Region labeling records
▼▼▼
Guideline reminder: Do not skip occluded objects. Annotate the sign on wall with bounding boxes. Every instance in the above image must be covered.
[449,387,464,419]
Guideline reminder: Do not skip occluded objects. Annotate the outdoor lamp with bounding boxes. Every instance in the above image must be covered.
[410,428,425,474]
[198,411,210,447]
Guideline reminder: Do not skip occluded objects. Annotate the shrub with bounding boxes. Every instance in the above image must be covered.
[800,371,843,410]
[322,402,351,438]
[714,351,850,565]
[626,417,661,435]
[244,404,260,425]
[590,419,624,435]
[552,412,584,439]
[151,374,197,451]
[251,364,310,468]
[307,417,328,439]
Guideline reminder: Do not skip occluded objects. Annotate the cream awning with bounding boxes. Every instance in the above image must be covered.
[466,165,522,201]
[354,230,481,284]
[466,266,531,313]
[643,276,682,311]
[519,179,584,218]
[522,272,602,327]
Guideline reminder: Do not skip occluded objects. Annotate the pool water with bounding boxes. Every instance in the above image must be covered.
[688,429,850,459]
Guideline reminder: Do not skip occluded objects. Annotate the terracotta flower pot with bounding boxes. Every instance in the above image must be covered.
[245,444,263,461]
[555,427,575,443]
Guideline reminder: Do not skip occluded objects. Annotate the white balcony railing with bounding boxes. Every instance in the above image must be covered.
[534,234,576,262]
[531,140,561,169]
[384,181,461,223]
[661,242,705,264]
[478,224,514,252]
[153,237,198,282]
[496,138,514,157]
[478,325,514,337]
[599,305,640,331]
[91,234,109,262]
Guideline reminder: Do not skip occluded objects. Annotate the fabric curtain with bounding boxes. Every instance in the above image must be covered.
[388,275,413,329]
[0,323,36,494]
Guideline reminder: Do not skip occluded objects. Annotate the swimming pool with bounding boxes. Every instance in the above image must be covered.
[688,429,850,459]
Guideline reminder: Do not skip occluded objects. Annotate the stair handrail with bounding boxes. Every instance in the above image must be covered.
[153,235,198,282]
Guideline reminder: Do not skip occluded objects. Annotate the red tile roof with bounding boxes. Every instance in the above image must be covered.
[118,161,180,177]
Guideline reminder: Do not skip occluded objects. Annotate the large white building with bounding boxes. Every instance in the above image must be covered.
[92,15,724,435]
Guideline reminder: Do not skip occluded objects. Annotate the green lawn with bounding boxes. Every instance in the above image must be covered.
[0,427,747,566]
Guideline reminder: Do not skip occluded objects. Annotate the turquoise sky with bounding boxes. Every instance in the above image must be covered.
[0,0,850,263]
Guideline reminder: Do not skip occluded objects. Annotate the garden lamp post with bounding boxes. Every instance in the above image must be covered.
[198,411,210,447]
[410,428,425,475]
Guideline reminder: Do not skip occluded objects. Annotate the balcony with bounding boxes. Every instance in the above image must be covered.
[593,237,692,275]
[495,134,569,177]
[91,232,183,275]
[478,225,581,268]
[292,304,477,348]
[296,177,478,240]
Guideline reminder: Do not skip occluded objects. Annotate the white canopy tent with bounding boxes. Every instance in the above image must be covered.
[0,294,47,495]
▲▲▲
Exercise directions:
Extract every line of the records above that contains the string "lamp". Letter case must match.

Answer to this task:
Guideline reminder: Do not skip occluded objects. Annotate the outdoor lamp with bounding boxes. Every instance in the above image must be covered.
Guideline reminder: Do not skip occluded objects. Annotate the garden lamp post with bounding boxes. Every instance in the above image must be covered.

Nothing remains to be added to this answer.